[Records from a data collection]
== Segment start ==

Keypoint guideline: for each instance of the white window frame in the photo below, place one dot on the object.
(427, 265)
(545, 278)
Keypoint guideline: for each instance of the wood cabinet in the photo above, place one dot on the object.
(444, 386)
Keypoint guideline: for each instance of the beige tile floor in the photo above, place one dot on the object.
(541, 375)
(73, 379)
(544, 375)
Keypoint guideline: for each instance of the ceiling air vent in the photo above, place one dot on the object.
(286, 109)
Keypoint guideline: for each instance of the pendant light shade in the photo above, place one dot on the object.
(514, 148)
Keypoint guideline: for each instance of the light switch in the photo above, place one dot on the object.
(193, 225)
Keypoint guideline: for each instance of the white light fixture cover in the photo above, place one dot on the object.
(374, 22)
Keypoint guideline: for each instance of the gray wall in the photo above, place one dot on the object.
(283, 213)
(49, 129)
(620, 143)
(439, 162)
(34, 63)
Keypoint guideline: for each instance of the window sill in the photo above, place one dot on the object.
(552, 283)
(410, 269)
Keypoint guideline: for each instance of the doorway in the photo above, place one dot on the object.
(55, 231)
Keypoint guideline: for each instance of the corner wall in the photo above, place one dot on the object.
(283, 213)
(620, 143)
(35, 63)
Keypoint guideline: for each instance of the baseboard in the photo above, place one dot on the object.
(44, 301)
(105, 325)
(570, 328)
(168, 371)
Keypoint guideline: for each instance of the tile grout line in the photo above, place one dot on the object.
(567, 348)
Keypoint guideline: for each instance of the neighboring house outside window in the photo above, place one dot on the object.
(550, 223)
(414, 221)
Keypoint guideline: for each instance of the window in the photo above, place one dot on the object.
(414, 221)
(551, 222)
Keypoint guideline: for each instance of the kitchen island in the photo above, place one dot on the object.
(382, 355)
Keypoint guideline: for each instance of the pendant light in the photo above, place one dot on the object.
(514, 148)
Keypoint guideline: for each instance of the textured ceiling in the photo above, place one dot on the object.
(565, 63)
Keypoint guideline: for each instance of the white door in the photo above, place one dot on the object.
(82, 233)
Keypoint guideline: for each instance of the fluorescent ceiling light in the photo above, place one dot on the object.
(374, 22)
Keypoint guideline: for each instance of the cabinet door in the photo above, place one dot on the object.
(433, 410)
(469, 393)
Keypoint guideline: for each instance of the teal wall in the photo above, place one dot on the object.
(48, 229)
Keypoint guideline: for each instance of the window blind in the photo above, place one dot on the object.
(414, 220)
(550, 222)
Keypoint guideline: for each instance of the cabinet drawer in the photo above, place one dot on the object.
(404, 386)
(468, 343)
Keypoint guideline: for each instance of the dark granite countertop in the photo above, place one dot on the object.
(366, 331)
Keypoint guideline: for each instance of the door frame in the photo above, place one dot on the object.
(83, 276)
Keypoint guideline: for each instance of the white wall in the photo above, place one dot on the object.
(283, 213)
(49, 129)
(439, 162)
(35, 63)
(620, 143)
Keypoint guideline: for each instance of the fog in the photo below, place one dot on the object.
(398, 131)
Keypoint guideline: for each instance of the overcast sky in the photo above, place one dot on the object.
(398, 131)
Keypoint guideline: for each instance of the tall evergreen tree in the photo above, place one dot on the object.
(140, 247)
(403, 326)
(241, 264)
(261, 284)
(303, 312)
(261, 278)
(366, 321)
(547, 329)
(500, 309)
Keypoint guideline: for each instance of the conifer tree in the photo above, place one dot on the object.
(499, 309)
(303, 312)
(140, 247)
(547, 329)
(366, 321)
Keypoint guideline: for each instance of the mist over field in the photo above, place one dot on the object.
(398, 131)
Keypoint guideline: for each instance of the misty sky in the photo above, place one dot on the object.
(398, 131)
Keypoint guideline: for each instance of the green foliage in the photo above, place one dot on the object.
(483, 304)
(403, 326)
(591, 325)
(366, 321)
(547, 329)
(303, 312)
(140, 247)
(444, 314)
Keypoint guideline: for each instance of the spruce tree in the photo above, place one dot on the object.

== Segment end ==

**ASSIGNED TASK**
Write out a word-for-word copy of every entry above.

**RESPONSE**
Keypoint guideline: for each instance of the white window frame in the photo below, place one dot on the object.
(427, 265)
(545, 278)
Keypoint guideline: for each instance of the wood cabinet in the photo above, place one dot on the object.
(444, 386)
Keypoint guideline: for each instance of the beige tile floor in the photo above, place one dot on the object.
(541, 375)
(73, 379)
(544, 375)
Keypoint guideline: for each instance of the ceiling air vent in the photo above, place one dot on the object.
(286, 109)
Keypoint guideline: for each instance of the pendant light shade in the photo above, place one dot on the object.
(514, 148)
Keypoint guideline: for each instance of the light switch in the photo above, place one dot on the object.
(193, 225)
Keypoint guideline: for each instance of the white light fixture cover in the photo above, place one dot on the object.
(374, 22)
Keypoint guideline: for each instance of the gray wall in the photo above, place one dot on the object.
(283, 213)
(49, 129)
(620, 143)
(439, 162)
(34, 63)
Keypoint guideline: for each instance of the window sill in the photo above, place one dot on the object.
(552, 283)
(410, 269)
Keypoint guideline: for each instance of the doorway in the photo above, place one dot on the object.
(55, 231)
Keypoint guideline: for each instance of the corner wall in the photo above, place one dot on the object.
(283, 213)
(620, 143)
(35, 63)
Keypoint guideline: for each instance of the baseboard in the photo above, place one dot on the object.
(44, 301)
(105, 325)
(570, 328)
(168, 371)
Keypoint guideline: for each instance of the tile grout line in the photo above, place one dot on the object.
(567, 348)
Keypoint guideline: for each instance of the neighboring house outside window in the photo above, place one dot on the object.
(550, 223)
(414, 221)
Keypoint guideline: for each instance of the window in the photo above, place one dot on the object.
(414, 221)
(551, 222)
Keypoint guideline: for each instance of the kitchen island in the photo above, place one dot on the object.
(382, 355)
Keypoint guideline: for each instance of the pendant light in the photo above, place one dot on the object.
(514, 148)
Keypoint guideline: for each instance of the textured ceiling in the photo above, place one dot on the object.
(565, 63)
Keypoint guideline: for each instance of the white door in the photo above, place one dot on the object.
(82, 233)
Keypoint guideline: for each instance of the fluorescent ceiling light in the photo above, place one dot on the object.
(374, 22)
Keypoint guideline: for each instance of the cabinet door in the photo above, place one dot on the object.
(433, 410)
(469, 393)
Keypoint guideline: for each instance of the teal wall in the photo above, place one dot on the object.
(48, 229)
Keypoint guideline: for each instance of the window blind in the photo above, place one dot on the object.
(414, 220)
(550, 222)
Keypoint guideline: for each instance of the cabinet drawer in the photo above, place one dot on the object.
(404, 386)
(468, 343)
Keypoint guideline: for each instance of the dark granite countertop in the photo above, place one dot on the object.
(366, 331)
Keypoint guideline: for each instance of the door frame in the photo above, place one dot on the object.
(83, 276)
Keypoint guideline: for each instance of the white wall in the photo above, place one dot on the object.
(283, 213)
(49, 129)
(439, 162)
(35, 63)
(620, 143)
Keypoint guideline: for each instance of the fog in the photo below, place one dot on the object.
(398, 131)
Keypoint guideline: for each instance of the overcast sky in the photo above, place one dot on the object.
(398, 131)
Keypoint guideline: for each instance of the tall evergreen tree in the photo above, place one dot on the object.
(140, 247)
(403, 326)
(241, 264)
(261, 284)
(303, 312)
(261, 278)
(366, 321)
(547, 329)
(500, 309)
Keypoint guideline: for each instance of the conifer tree in the photo above, place one dot on the object.
(499, 309)
(303, 312)
(140, 247)
(547, 329)
(366, 321)
Keypoint guideline: for each instance of the mist over field in the photo above, place one dot on the object.
(398, 131)
Keypoint guideline: for each instance of the misty sky in the photo above, place one dot on the object.
(398, 131)
Keypoint guideline: for each instance of the green foliage in the photo above, place one dot on the object.
(483, 304)
(403, 326)
(591, 325)
(366, 321)
(547, 329)
(303, 312)
(140, 247)
(444, 314)
Keypoint guideline: for each instance of the spruce tree in the photo above, place one dot on the object.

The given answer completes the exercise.